Natural-language object grounding data |

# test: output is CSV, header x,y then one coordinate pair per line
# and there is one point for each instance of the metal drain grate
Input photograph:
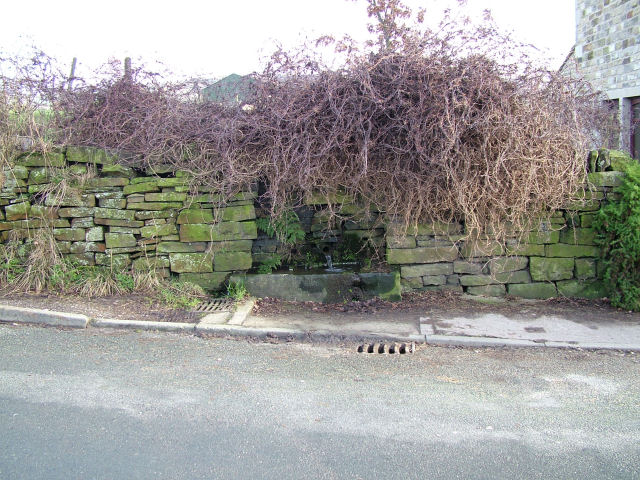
x,y
215,305
390,348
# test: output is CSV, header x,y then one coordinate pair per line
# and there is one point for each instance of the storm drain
x,y
391,348
215,305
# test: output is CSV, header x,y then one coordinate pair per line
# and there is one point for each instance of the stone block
x,y
477,280
118,223
73,200
585,268
551,269
434,280
426,269
488,290
605,179
117,262
209,281
158,230
463,266
195,215
191,262
520,276
532,290
95,234
151,263
481,248
17,211
582,289
564,250
507,264
69,234
181,247
37,159
90,155
141,188
154,205
231,261
578,236
165,197
543,237
219,232
421,255
72,212
119,240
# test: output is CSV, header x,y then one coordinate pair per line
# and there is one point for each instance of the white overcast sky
x,y
217,37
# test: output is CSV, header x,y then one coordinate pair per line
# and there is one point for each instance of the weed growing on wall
x,y
618,224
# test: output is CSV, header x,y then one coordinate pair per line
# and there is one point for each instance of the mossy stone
x,y
17,211
564,250
191,262
158,230
231,261
551,269
532,290
421,255
119,240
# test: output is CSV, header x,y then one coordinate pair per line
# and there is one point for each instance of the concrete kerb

Task requirements |
Output these and nothing else: the lines from the one holding "white overcast sky" through the final line of the entries above, exactly as they appear.

Written solution |
# and there is one point for each instance of the white overcast sky
x,y
217,37
# test: output is CSV, header x,y then one coordinate pair per line
# and there is one point for each instance of the weed growing on wall
x,y
618,224
# test: output is CSV, header x,y then one coordinate pair per line
# and there is one point for each instance of the mossy stone
x,y
17,211
564,250
191,262
158,230
231,261
551,269
532,290
421,255
119,240
# test: output is CSV, header x,y then one coordinate pair per line
# and there is one point for each instance of the concrete kerb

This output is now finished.